## Records from a data source:

------------------------------------------------

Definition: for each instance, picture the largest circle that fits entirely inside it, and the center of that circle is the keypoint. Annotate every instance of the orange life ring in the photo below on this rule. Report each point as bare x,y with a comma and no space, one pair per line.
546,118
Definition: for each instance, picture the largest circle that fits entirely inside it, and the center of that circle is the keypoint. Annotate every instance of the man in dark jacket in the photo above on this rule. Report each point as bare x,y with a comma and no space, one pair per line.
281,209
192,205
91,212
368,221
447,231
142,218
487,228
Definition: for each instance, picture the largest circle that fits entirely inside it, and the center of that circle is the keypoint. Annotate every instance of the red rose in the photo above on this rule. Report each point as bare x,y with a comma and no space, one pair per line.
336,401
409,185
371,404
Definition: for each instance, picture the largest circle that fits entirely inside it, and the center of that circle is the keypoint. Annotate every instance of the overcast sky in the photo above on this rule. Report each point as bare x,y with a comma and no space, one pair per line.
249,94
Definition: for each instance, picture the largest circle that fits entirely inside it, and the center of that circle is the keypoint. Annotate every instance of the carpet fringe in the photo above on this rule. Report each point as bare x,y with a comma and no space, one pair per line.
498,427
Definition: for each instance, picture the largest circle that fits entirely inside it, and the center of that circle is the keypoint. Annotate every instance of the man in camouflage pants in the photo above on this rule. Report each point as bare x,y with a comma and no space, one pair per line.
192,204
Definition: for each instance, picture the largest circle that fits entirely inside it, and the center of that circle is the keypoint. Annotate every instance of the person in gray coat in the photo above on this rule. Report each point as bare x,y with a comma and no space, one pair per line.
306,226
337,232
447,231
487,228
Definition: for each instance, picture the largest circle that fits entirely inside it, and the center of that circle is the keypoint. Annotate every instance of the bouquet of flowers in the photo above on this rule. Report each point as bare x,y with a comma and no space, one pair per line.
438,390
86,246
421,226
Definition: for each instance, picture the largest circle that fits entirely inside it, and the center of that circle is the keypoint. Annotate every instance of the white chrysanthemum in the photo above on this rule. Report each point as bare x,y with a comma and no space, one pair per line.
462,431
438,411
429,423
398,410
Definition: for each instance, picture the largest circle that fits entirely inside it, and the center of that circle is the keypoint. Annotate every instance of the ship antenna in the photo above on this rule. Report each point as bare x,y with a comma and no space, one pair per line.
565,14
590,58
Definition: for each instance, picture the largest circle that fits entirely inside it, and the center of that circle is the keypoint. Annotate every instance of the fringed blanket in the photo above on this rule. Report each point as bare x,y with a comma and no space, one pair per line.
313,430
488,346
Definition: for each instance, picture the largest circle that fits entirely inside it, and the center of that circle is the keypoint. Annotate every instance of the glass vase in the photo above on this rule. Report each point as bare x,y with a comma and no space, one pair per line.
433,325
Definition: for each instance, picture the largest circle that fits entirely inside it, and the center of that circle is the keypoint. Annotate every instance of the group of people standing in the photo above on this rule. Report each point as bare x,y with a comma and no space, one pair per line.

------------------------------------------------

## What the task asks:
Output only the lines from the one holding "of the glass" through the last line above, exactly as they appear.

## Reply:
Definition: for each instance, picture the largest circle that fits entirely inside it, and the center of that circle is the keypoint. Annotate every instance of the glass vase in the photo above on this rule. Report each point as bare x,y with a comma and no space, one pair per line.
433,325
Definition: for each instance, picture the largest circle that fits entirely inside it, and the center of that circle is the keypoint. Annotate every instance of the group of people standing in the photo above on this rule. Report each point as bare x,y with a comma and no space, one pair per line.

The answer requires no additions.